**Description of the task:**
Rewrite the records from the beginning through the line containing "(1222, 826)", changing every occurrence of "keypoint" to "marker" and leaving all other text as it stands.

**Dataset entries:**
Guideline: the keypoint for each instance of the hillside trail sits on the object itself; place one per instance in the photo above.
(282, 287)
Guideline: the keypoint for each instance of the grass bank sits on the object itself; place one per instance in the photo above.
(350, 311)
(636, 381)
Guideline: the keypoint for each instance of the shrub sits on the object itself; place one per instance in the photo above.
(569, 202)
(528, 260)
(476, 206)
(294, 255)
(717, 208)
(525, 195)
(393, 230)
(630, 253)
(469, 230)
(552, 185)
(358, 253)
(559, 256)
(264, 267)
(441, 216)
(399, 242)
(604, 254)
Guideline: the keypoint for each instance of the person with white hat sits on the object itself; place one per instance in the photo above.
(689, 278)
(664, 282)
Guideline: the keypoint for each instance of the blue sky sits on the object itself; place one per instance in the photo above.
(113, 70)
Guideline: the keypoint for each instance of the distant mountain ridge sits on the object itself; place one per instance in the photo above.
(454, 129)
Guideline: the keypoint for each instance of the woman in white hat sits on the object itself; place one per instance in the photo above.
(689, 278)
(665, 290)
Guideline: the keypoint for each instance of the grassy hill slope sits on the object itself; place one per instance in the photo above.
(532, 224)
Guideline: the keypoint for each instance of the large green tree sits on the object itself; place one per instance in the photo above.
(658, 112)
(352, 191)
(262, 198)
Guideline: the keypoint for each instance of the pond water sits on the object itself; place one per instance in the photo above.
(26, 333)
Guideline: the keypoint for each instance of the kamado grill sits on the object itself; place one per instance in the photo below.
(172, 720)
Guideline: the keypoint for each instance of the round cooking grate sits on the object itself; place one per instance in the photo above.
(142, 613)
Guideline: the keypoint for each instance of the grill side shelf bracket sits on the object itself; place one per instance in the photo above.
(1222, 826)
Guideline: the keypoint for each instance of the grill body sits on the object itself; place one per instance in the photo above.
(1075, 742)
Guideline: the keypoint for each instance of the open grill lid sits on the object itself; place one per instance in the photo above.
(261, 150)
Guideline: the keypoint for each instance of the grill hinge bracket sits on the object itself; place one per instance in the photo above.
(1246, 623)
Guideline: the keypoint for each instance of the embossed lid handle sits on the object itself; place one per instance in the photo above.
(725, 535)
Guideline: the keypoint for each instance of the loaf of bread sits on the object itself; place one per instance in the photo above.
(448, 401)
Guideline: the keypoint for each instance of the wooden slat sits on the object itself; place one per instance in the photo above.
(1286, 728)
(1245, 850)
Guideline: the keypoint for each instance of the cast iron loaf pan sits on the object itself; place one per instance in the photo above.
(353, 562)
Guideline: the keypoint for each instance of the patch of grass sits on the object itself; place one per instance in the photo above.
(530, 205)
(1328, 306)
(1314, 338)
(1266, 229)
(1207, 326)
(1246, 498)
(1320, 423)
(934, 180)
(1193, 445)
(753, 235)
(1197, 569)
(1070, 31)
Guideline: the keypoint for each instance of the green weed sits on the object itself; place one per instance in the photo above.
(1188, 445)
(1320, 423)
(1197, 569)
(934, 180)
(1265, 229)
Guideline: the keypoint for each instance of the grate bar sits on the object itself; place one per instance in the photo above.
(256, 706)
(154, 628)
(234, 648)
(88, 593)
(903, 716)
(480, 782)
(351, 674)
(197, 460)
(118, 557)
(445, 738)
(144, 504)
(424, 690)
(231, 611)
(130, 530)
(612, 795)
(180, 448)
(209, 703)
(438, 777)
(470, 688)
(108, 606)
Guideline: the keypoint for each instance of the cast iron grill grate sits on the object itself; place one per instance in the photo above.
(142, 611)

**Finished task:**
Guideline: the marker for each instance of the hillside trail sits on the object itself; place one per instance in the photo above.
(282, 287)
Guideline: the marker for each instance of the grass bank sits on the object itself; place one per instance in the photo above.
(350, 311)
(636, 381)
Guideline: the marker for each instance of the shrub sits on the object itself; place one per instance in the photo above.
(569, 202)
(528, 260)
(476, 206)
(294, 255)
(717, 208)
(525, 195)
(393, 230)
(630, 253)
(469, 230)
(552, 185)
(358, 253)
(559, 256)
(264, 267)
(441, 216)
(399, 242)
(604, 254)
Guideline: the marker for each instance of the person with white hat sits on the object itself; place one per instance in the photo above.
(689, 278)
(664, 282)
Guideline: the marker for each instance of the blue sky sits on the object itself; place one per instance in the photo above.
(113, 70)
Guideline: the marker for each instance of the distant mountain ridge sits on the object itself; place one per instance in the photo above.
(454, 129)
Guideline: the marker for each instance of the woman in white hat sits on the object itself; place one per instance in the photo above.
(689, 278)
(665, 290)
Guideline: the marker for each instance of the grassy hill slope sits on the object itself; place one per instance in the photo above.
(532, 224)
Guideline: the marker for each instance of the large green tree sits on the object itself; place one per instance in the photo above.
(658, 112)
(352, 191)
(262, 198)
Guideline: the marker for each instance of the pond water sits on the object itself; place one per instance in the photo above.
(26, 333)
Guideline: the marker for each instance of the kamado grill sits on the object itself; place one per instance in the photo below.
(172, 720)
Guideline: the marker for each instance of the round cooking grate sits on the object itself; place one per instance in the photo above.
(142, 613)
Guideline: the marker for each instance of the grill side shelf bracket sits on the object itself; place one per instance in the photo above.
(1222, 826)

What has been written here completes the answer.